BRANO SCELTO:
La tecnologia per arrivare sul territorio

Come ha rilevato anche il Prof. Andrea Gori, Professore Ordinario di Malattie Infettive, Università di Milano, Direttore Unità di Malattie Infettive 2° Divisione, ASST Fatebenefratelli Ospedale L. Sacco – Polo Universitario, la diffusione di una cultura infettivologica sul territorio può essere agevolata da strutture diffuse come le farmacie, punto ripreso anche dal Segretario Nazionale di Federfarma Roberto Tobia, e dalla tecnologia.

Tuttavia, la disponibilità di un’enorme mole di dati non implica automaticamente che questi possano essere utilizzati in maniera corretta, poiché manca ancora un salto di qualità. Per questo è stato costruttivo il dialogo con altre società scientifiche come la Società Italiana di Medicina generale e delle Cure Primarie, di cui è intervenuto Ovidio Brignoli, Presidente Fondazione SIMG, e la Società Italiana di Telemedicina – SIT, prima Società Scientifica accreditata al Ministero della Salute specificamente per la Telemedicina, di cui sono intervenuti il Presidente nazionale prof. Antonio Vittorino Gaddi, la Responsabile per i Rapporti con il Governo Maria Rosa Perri, la prof.ssa Nadia Aspromonte, Presidente SIT Lazio e Direttore UO Scompenso Cardiaco Policlinico Gemelli.

Il prof. Francesco Gabbrielli, Direttore Generale Centro Nazionale Telemedicina e Nuove Tecnologie, Istituto Superiore di Sanità, ha posto il tema di quello che è possibile realizzare già oggi in sanità e ciò che potrà avvenire in futuro. Ricerca e operatività sono piani paralleli che comunicano, ma non sono confondibili e hanno regole diverse.

Secondo questa visione, l’ospedale del futuro sarà incentrato sull’emergenza, mentre il lavoro sulle patologie croniche sarà delocalizzato grazie alla telemedicina, con cui si costruirà un sistema diagnostico-terapeutico ad personam. Le regioni dovranno pertanto essere dotate di strumenti e capacità al passo coi tempi e dovranno provvedere alla formazione dei clinici e dei pazienti stessi.

I modelli della cardiologia, dove la telemedicina è già realtà. Le “4 P”

Voci tratte da una raccolta:

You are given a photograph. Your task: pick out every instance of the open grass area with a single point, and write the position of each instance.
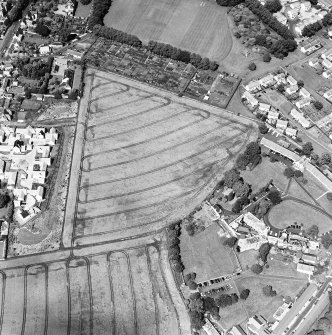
(185, 24)
(206, 255)
(288, 212)
(263, 173)
(257, 302)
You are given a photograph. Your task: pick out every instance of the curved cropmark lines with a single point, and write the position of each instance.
(168, 318)
(172, 131)
(14, 303)
(123, 112)
(35, 314)
(147, 312)
(181, 145)
(123, 294)
(3, 297)
(58, 299)
(79, 284)
(103, 310)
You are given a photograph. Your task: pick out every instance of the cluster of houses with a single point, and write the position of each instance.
(273, 117)
(25, 157)
(301, 11)
(292, 317)
(253, 232)
(324, 62)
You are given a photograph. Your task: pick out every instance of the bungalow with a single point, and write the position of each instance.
(327, 74)
(281, 18)
(44, 50)
(291, 132)
(291, 80)
(253, 86)
(299, 117)
(313, 62)
(280, 78)
(267, 80)
(304, 93)
(328, 95)
(306, 6)
(292, 89)
(250, 99)
(327, 55)
(327, 64)
(303, 102)
(264, 107)
(281, 124)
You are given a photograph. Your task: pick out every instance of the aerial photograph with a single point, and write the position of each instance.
(165, 167)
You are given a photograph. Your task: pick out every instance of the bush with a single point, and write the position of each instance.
(252, 67)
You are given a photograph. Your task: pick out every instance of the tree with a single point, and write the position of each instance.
(256, 268)
(307, 148)
(230, 242)
(263, 251)
(313, 231)
(268, 291)
(325, 159)
(231, 177)
(318, 105)
(241, 189)
(273, 6)
(266, 57)
(252, 67)
(289, 173)
(244, 294)
(263, 129)
(42, 30)
(275, 197)
(4, 199)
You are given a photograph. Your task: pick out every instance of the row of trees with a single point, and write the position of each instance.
(174, 248)
(99, 10)
(116, 35)
(167, 50)
(312, 29)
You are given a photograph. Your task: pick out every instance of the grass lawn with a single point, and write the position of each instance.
(297, 191)
(258, 303)
(83, 10)
(184, 24)
(206, 255)
(232, 315)
(247, 258)
(263, 173)
(288, 212)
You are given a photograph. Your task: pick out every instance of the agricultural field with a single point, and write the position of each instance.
(206, 255)
(289, 211)
(118, 292)
(148, 158)
(197, 26)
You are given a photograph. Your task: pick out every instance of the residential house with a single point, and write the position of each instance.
(253, 86)
(291, 132)
(281, 18)
(281, 124)
(313, 62)
(252, 101)
(327, 64)
(304, 93)
(303, 102)
(305, 268)
(265, 108)
(306, 6)
(267, 80)
(292, 89)
(328, 95)
(327, 74)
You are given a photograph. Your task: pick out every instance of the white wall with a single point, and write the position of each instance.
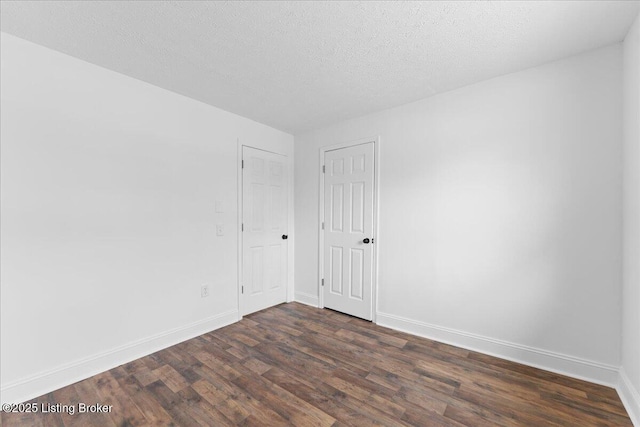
(108, 217)
(630, 373)
(500, 214)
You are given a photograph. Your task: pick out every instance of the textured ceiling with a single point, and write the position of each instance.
(300, 65)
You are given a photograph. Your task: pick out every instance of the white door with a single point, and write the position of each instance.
(348, 230)
(264, 230)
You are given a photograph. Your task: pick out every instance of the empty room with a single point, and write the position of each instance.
(320, 213)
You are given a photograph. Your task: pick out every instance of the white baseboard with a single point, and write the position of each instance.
(587, 370)
(48, 381)
(630, 397)
(307, 299)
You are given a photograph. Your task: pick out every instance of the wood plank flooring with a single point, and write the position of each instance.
(301, 366)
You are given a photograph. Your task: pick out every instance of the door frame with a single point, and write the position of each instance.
(290, 247)
(376, 197)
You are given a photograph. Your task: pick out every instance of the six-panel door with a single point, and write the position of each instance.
(348, 230)
(264, 199)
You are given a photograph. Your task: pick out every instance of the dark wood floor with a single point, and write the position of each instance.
(297, 365)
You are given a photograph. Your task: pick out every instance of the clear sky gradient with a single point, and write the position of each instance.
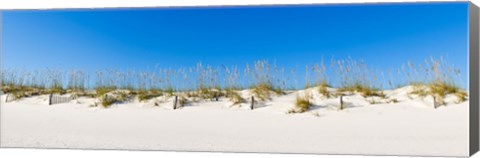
(383, 35)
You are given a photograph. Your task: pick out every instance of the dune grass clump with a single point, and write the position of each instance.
(234, 97)
(263, 91)
(302, 104)
(323, 89)
(147, 95)
(439, 80)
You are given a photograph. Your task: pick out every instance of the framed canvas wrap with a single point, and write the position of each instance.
(366, 79)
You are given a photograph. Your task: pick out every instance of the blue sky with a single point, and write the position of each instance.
(383, 35)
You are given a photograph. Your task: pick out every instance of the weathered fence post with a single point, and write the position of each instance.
(175, 103)
(341, 102)
(50, 99)
(253, 103)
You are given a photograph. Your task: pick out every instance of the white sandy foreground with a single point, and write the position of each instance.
(409, 127)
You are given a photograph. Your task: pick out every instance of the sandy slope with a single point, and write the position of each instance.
(410, 127)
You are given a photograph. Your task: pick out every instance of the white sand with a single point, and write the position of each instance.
(410, 127)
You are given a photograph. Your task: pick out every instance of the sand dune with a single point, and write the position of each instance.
(409, 127)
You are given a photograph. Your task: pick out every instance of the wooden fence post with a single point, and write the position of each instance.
(175, 103)
(341, 102)
(6, 98)
(253, 103)
(50, 99)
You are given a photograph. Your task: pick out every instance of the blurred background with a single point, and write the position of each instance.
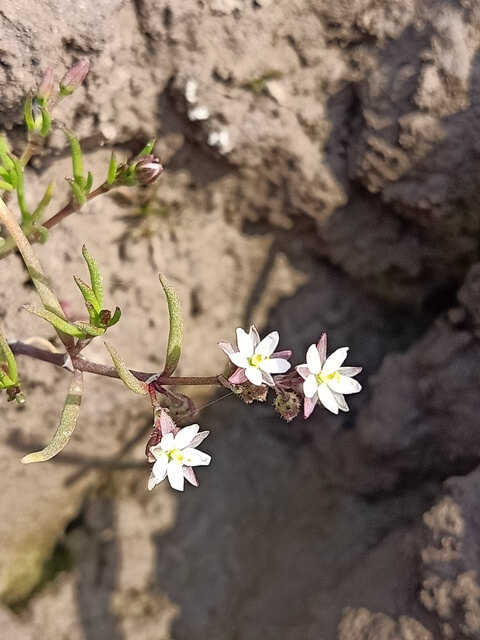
(321, 174)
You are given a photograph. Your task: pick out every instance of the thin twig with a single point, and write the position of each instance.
(82, 364)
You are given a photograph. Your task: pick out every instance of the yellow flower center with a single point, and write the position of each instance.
(323, 378)
(255, 360)
(176, 455)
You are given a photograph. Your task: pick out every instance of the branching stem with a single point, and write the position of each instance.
(82, 364)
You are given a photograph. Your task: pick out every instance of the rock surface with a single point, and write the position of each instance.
(321, 174)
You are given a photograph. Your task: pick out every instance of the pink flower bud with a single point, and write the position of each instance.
(74, 77)
(287, 404)
(45, 89)
(147, 170)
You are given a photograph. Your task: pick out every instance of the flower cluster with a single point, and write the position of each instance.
(320, 380)
(257, 368)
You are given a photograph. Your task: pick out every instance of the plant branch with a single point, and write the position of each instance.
(82, 364)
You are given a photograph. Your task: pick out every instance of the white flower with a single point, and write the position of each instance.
(175, 455)
(325, 380)
(255, 358)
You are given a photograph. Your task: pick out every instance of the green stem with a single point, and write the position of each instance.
(35, 269)
(80, 363)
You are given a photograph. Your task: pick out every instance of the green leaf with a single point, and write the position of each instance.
(89, 329)
(95, 276)
(78, 192)
(27, 113)
(46, 121)
(147, 149)
(112, 169)
(7, 356)
(77, 161)
(126, 376)
(116, 317)
(43, 204)
(175, 335)
(89, 183)
(54, 320)
(66, 427)
(87, 293)
(19, 171)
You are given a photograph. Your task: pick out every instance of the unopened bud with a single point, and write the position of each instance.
(147, 170)
(287, 404)
(250, 392)
(74, 77)
(46, 87)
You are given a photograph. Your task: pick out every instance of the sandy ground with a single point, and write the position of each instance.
(321, 175)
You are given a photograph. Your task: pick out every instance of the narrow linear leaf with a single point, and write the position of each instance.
(66, 427)
(117, 314)
(112, 169)
(126, 376)
(27, 113)
(88, 329)
(175, 334)
(77, 161)
(9, 358)
(54, 320)
(89, 182)
(95, 276)
(44, 202)
(78, 192)
(46, 121)
(87, 293)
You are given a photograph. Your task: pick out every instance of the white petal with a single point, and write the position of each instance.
(310, 386)
(244, 342)
(166, 443)
(268, 345)
(254, 335)
(335, 360)
(313, 359)
(159, 469)
(327, 398)
(195, 458)
(345, 385)
(340, 400)
(239, 359)
(185, 436)
(175, 476)
(254, 375)
(275, 365)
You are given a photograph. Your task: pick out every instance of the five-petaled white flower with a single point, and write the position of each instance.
(325, 380)
(175, 455)
(255, 358)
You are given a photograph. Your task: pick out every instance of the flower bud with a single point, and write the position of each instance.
(46, 87)
(74, 77)
(249, 392)
(287, 404)
(147, 170)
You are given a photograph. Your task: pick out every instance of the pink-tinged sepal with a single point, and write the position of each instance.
(238, 377)
(286, 355)
(308, 407)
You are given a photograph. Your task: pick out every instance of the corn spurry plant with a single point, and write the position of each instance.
(254, 367)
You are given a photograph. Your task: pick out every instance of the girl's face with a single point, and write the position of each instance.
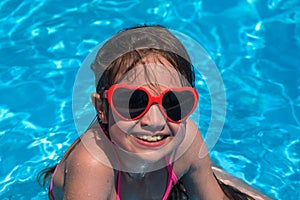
(151, 137)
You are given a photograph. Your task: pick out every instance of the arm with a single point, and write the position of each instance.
(199, 180)
(86, 178)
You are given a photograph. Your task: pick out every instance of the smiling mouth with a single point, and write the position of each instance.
(156, 138)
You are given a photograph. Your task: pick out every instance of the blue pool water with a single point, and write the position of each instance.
(255, 44)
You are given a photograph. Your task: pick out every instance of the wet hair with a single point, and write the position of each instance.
(129, 60)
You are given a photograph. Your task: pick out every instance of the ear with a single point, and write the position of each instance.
(98, 104)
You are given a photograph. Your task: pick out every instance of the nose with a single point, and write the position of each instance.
(153, 120)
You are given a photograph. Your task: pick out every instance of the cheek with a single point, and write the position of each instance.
(119, 126)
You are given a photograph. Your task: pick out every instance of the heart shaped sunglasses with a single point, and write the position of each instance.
(132, 102)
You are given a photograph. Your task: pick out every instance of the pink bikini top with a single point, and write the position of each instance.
(172, 180)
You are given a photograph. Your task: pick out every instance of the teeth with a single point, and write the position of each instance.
(151, 138)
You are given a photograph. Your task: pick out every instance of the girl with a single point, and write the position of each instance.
(142, 143)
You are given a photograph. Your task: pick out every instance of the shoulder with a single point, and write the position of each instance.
(195, 152)
(196, 145)
(88, 174)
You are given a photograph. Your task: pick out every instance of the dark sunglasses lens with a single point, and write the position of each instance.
(178, 104)
(129, 103)
(138, 103)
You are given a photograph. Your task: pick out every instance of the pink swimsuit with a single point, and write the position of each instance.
(172, 180)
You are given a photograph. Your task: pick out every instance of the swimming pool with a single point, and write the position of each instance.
(255, 44)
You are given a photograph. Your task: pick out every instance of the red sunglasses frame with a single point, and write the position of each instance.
(108, 94)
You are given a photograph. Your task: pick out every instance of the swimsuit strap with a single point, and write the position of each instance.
(50, 193)
(172, 179)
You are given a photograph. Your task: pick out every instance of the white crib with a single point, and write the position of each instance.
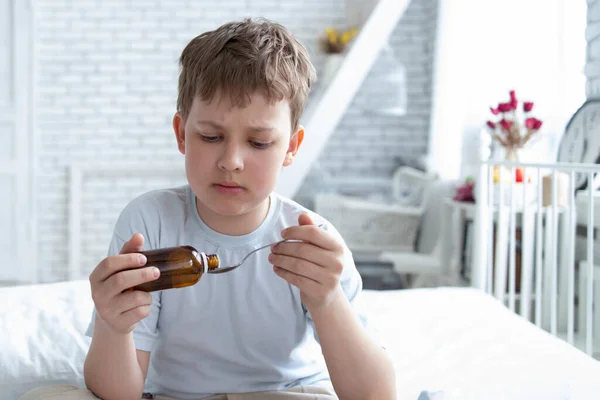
(558, 285)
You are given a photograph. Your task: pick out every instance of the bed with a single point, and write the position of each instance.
(452, 343)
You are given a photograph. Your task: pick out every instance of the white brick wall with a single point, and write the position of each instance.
(366, 145)
(106, 91)
(592, 34)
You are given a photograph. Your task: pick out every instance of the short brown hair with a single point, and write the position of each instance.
(240, 58)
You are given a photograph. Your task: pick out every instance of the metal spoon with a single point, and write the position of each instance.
(232, 267)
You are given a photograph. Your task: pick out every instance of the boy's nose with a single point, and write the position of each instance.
(231, 159)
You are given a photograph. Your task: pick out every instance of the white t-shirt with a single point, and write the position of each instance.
(242, 331)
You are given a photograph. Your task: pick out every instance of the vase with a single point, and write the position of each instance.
(511, 154)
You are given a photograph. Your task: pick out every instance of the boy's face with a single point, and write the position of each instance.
(233, 155)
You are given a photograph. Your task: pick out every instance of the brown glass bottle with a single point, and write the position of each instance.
(179, 267)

DOMANDE DI STUDIO:
[1] Trascrivi dal brano il passo che comincia con "Come ha rilevato" e prosegue fino a "e dalla tecnologia.".
[2] Elenca tutte le persone nominate nel brano.
[3] Rispondi in breve in base al brano:
(a) Su che cosa sarà incentrato l'ospedale del futuro?
(b) A quale istituto appartiene il Centro Nazionale Telemedicina e Nuove Tecnologie diretto da Francesco Gabbrielli?
(c) Quale carica ricopre Roberto Tobia?
Per svolgere il lavoro le righe non servono.

SOLUZIONI DELL'ESERCIZIO:
[1]
Come ha rilevato anche il Prof. Andrea Gori, Professore Ordinario di Malattie Infettive, Università di Milano, Direttore Unità di Malattie Infettive 2° Divisione, ASST Fatebenefratelli Ospedale L. Sacco – Polo Universitario, la diffusione di una cultura infettivologica sul territorio può essere agevolata da strutture diffuse come le farmacie, punto ripreso anche dal Segretario Nazionale di Federfarma Roberto Tobia, e dalla tecnologia.

[2] Andrea Gori, Roberto Tobia, Ovidio Brignoli, Antonio Vittorino Gaddi, Maria Rosa Perri, Nadia Aspromonte, Francesco Gabbrielli

[3]
(a) Sull'emergenza.
(b) All'Istituto Superiore di Sanità.
(c) Segretario Nazionale di Federfarma.